Researchers show how to measure conductance of carbon nanotubes, one by one
By Anne Ju
A single batch of carbon nanotubes -- molecular carbon cylinders that may one day revolutionize electronics engineering -- often includes more than 100 types of tubes, each with different optical and electrical properties. Individual electrical measurements of the molecules typically require such slow and expensive methods as electron-beam lithography.
But now a team of Cornell researchers has invented an efficient, inexpensive method to electrically characterize individual carbon nanotubes, even when they are of slightly different shapes and sizes and are networked together.
Led by Jiwoong Park, Cornell assistant professor of chemistry and chemical biology, the group has demonstrated how to measure electrical conductance of both a single nanotube, and up to 150 of them arrayed together, using a single set of electrodes and the heat from a laser. The method is called photothermal current microscopy and could be a major step toward full manipulation of carbon nanotubes in electronic device engineering. It would be especially useful, Park said, for analyzing nanostructures when they are difficult to distinguish from one another.
"There is this tremendous excitement about nanostructures and nanoscale devices," Park said. "But there are a number of things we still need to figure out. One is, we have to be able to measure a large number of them simultaneously so we can have better control when we synthesize them. And that's easier said than done."
The results are reported in Nature Nanotechnology (already online and forthcoming in print Vol. DOI: 10.1038/NNano.2008.363). Collaborators include first author Adam W. Tsen, a graduate student of applied physics; Luke A.K. Donev, a graduate student of physics; Huseyin Kurt, a former postdoctoral associate at Harvard University; and Lihong H. Herman, a graduate student of applied physics.
For their technique, the researchers attached a pair of electrodes to the ends of an array of carbon nanotubes. They then used a laser to heat one nanotube at a time, which reduced the amount of electrical current flowing through it. The conductance change was proportional to the conductance of the nanotube being hit by the laser.
In essence, the nanotubes became temperature sensors, Park explained, and their conductance changes helped the researchers characterize which nanotubes were more or less conductive.
The research is supported by the Air Force Office of Scientific Research and the National Science Foundation.

• _GIVEN RECORDS_:
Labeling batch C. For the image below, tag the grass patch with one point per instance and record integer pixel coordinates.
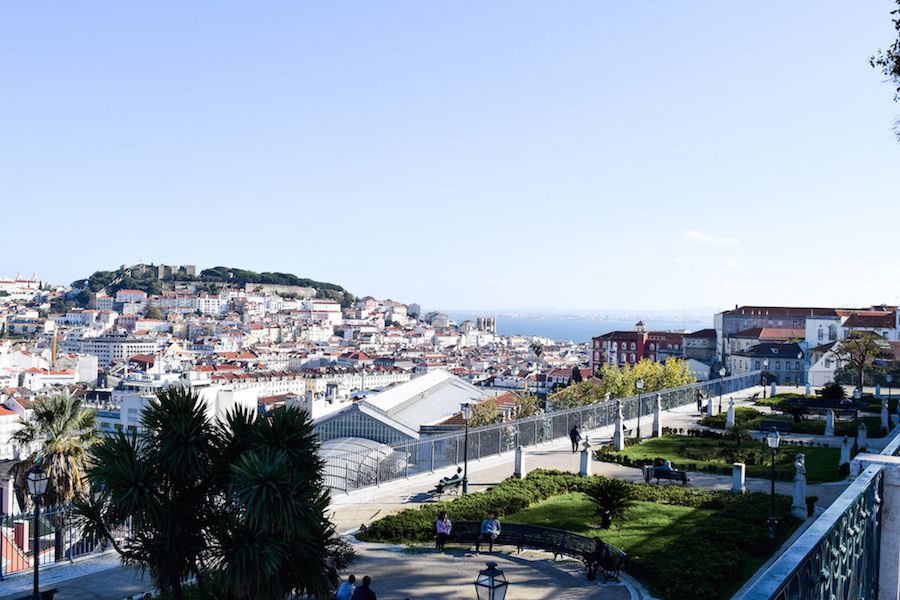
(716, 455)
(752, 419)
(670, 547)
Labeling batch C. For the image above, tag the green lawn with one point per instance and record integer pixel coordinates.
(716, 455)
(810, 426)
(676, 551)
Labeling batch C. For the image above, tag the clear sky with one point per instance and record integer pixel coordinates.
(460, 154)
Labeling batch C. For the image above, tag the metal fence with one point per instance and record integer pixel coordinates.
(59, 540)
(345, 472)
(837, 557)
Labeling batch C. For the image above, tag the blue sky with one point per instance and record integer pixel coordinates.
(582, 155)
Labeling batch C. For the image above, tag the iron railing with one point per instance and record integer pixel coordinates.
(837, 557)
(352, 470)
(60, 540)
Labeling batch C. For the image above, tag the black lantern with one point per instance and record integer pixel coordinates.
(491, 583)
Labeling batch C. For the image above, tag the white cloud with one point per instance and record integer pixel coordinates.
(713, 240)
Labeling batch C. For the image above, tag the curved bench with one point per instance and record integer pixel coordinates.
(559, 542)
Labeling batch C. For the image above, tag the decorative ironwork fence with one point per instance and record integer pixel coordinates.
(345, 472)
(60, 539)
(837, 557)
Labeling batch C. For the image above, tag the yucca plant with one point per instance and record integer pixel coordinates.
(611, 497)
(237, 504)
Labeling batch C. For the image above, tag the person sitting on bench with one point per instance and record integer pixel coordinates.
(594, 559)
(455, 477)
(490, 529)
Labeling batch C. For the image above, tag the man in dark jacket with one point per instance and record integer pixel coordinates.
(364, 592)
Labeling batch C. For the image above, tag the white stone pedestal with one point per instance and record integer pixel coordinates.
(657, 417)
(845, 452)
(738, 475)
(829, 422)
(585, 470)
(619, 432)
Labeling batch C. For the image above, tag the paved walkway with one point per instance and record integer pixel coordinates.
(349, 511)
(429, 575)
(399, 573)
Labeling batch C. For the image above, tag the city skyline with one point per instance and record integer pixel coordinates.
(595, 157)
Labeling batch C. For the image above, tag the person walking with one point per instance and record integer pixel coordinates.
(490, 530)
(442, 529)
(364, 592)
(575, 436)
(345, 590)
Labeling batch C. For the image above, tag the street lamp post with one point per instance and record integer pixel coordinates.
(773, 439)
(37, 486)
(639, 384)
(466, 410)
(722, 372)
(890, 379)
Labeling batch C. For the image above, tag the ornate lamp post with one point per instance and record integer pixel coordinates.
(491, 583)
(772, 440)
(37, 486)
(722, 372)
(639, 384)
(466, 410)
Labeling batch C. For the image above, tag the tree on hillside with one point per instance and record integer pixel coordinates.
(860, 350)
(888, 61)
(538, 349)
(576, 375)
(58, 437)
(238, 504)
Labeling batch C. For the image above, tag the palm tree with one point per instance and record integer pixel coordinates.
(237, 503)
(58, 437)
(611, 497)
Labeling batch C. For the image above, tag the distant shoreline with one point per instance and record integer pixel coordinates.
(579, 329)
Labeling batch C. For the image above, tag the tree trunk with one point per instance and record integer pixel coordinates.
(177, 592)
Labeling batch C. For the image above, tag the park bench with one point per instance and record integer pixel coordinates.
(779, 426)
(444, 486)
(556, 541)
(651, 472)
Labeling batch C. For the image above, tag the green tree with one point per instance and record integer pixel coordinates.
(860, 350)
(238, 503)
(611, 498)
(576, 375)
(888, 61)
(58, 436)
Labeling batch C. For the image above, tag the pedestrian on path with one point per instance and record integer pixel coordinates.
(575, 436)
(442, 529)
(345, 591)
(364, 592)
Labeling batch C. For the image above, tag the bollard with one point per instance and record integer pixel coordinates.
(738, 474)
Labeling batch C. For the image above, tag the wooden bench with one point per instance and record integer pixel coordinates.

• _DESCRIPTION OF THE TASK_:
List every collaborator the nanotube article names alongside Jiwoong Park, giving each person's position as stated.

• _EXPECTED ANSWER_:
- Adam W. Tsen: first author, a graduate student of applied physics
- Luke A.K. Donev: a graduate student of physics
- Huseyin Kurt: a former postdoctoral associate at Harvard University
- Lihong H. Herman: a graduate student of applied physics